Boundary annotation items
####################

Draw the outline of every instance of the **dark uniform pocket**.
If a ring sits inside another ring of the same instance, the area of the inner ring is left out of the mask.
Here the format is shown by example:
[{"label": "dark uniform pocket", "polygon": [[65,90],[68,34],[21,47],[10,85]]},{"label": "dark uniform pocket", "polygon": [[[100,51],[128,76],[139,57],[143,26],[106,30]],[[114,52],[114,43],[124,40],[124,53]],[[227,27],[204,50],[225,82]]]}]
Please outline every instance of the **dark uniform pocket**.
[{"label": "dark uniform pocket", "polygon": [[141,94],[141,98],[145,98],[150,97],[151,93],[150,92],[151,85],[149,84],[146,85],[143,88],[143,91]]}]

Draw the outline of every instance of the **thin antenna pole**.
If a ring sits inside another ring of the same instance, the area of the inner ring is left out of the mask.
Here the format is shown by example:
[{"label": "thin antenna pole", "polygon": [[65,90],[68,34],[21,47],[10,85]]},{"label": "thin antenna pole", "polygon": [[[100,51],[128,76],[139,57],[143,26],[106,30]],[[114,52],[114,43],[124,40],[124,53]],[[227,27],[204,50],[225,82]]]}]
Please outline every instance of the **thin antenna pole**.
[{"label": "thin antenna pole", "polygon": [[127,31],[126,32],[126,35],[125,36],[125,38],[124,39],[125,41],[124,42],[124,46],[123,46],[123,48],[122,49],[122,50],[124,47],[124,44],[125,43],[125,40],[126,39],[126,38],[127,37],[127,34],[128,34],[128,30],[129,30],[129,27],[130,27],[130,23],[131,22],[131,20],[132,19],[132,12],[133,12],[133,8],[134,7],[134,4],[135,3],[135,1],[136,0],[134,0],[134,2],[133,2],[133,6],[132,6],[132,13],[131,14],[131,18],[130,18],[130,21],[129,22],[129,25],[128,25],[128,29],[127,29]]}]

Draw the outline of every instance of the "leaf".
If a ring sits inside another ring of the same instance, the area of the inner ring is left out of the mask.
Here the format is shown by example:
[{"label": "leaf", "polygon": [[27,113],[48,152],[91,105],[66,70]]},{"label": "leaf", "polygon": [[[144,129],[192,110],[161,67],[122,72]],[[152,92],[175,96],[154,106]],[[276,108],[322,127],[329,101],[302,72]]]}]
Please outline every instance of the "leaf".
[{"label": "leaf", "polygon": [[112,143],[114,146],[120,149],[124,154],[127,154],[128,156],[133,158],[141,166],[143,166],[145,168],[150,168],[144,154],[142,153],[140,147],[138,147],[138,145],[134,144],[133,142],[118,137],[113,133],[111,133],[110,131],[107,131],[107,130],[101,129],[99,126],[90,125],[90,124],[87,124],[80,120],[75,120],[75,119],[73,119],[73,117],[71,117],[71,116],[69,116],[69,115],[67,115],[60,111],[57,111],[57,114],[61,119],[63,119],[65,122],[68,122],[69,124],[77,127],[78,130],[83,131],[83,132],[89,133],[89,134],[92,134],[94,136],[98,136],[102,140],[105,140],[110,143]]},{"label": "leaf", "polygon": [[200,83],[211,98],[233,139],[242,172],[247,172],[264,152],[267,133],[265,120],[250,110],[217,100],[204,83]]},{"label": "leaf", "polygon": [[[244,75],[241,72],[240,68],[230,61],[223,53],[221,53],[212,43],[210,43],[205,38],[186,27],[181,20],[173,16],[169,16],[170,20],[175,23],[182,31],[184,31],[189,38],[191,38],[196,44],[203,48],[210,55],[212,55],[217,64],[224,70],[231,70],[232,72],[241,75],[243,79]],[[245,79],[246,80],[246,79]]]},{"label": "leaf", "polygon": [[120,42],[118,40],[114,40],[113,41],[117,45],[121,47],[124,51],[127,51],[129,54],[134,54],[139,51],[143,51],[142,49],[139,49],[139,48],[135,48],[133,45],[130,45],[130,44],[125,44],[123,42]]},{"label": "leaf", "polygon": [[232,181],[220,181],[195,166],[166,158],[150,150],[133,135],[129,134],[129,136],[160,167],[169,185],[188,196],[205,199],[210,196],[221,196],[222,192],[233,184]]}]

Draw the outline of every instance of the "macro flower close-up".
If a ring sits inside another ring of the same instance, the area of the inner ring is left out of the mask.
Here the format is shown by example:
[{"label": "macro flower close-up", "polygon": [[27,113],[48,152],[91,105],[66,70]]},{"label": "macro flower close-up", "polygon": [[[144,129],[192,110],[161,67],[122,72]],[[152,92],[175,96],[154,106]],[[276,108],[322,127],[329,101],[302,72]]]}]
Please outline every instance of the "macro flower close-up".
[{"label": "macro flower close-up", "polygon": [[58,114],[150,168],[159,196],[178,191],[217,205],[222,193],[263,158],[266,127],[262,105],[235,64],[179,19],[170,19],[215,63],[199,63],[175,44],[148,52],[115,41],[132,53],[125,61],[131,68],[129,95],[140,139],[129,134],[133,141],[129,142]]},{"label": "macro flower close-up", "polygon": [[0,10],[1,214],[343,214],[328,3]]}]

####################

PROBLEM TO WORK ON: Copy out verbatim the lines from the start of the items through the line containing "Please outline every instance of the **dark", including both ends.

THE RESPONSE:
Draw the outline of every instance of the **dark uniform pocket**.
If a ring sits inside another ring of the same instance, the area of the inner ring is left out of the mask.
Here the format is shown by example:
[{"label": "dark uniform pocket", "polygon": [[65,90],[68,34],[21,47],[10,85]]},{"label": "dark uniform pocket", "polygon": [[[100,51],[128,76],[139,57],[143,26],[106,30]],[[114,52],[114,43],[124,40],[124,53]],[[227,27],[204,50],[225,82]]]}]
Please outline every instance of the **dark uniform pocket**.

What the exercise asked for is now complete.